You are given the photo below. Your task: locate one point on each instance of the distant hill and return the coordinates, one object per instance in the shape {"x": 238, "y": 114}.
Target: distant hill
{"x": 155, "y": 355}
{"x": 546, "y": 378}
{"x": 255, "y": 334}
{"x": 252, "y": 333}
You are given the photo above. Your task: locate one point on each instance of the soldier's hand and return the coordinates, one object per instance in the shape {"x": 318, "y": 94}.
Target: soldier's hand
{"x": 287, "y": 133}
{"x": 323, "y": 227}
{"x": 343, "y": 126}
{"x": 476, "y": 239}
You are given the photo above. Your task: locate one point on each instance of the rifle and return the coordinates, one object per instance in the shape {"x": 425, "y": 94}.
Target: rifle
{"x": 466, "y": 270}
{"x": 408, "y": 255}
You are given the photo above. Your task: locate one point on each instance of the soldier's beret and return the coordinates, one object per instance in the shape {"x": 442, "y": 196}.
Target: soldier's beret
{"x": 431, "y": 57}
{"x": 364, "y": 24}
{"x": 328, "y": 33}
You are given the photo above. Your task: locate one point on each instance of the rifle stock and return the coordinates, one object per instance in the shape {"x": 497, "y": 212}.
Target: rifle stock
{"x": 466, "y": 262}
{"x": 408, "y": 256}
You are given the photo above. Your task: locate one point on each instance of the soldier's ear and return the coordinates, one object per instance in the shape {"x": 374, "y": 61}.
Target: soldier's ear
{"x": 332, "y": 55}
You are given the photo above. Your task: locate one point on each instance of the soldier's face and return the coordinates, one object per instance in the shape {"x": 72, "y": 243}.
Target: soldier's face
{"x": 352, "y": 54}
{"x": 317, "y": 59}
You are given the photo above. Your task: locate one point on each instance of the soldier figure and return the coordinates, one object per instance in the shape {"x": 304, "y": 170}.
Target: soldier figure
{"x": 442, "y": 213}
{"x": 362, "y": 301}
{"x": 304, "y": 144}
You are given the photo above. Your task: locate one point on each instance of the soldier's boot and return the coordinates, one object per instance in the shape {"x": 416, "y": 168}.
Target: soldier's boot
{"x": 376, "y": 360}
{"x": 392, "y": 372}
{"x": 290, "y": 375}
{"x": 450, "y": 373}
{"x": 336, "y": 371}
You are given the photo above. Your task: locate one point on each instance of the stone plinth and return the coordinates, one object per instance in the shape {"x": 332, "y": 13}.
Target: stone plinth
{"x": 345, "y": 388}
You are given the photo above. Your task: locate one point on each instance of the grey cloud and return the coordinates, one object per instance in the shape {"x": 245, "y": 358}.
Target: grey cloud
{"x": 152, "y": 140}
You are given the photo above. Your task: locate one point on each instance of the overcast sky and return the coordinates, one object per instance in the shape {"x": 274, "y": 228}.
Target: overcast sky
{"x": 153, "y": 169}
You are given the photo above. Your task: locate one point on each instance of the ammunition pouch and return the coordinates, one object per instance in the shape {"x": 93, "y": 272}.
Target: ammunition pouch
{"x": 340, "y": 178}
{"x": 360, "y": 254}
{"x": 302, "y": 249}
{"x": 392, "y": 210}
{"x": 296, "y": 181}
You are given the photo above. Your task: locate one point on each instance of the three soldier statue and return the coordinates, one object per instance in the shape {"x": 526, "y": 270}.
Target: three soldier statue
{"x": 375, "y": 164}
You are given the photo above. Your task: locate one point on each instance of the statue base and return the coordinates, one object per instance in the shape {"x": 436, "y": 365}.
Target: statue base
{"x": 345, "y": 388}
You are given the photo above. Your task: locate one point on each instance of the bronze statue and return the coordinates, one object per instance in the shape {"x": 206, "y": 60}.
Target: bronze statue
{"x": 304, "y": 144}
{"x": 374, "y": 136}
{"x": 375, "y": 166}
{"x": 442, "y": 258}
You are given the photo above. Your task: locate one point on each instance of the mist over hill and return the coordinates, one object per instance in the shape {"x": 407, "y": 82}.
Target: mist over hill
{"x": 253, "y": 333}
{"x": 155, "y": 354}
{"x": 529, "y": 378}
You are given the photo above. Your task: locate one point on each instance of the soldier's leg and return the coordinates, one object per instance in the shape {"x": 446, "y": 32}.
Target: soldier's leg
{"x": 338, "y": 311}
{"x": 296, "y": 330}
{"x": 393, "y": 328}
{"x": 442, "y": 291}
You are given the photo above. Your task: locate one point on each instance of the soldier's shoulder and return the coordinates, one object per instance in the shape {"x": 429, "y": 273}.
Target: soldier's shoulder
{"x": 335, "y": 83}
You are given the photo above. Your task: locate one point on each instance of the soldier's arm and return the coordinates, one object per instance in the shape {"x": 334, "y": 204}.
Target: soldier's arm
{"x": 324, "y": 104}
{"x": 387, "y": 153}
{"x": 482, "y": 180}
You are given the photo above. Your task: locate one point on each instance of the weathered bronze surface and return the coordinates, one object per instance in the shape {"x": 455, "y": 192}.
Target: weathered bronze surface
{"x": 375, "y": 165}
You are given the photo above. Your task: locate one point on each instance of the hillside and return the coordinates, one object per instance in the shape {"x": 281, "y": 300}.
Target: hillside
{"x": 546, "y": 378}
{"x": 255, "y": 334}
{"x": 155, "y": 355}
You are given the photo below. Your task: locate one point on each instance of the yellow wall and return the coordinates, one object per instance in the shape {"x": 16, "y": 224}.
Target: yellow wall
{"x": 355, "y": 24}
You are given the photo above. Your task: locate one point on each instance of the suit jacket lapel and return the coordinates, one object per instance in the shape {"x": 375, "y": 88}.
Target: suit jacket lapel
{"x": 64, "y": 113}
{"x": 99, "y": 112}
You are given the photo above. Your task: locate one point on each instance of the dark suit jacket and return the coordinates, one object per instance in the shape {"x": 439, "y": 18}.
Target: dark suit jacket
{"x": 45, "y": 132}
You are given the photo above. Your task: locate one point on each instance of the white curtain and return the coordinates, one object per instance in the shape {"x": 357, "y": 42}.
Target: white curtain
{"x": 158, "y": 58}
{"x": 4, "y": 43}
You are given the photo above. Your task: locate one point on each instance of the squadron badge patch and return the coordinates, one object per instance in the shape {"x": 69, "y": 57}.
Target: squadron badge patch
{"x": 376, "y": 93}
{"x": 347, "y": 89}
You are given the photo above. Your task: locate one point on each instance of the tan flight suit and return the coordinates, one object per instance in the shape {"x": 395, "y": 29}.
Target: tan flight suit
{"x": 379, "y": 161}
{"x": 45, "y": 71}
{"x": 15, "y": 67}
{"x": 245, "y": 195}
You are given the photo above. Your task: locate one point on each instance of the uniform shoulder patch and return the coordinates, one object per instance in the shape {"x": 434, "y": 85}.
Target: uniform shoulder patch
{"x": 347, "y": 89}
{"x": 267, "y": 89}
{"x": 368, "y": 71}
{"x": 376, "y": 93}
----------
Could you filter the entries above for lines holding the string "below" and copy them?

Task output:
You are given the photo below. Your task: locate one point on each instance of the distant hill and return the coordinates, one object per instance in the shape {"x": 238, "y": 114}.
You are given the photo below. Your task: locate one point on each instance of the yellow wall and return the coordinates, one object per instance in the shape {"x": 16, "y": 224}.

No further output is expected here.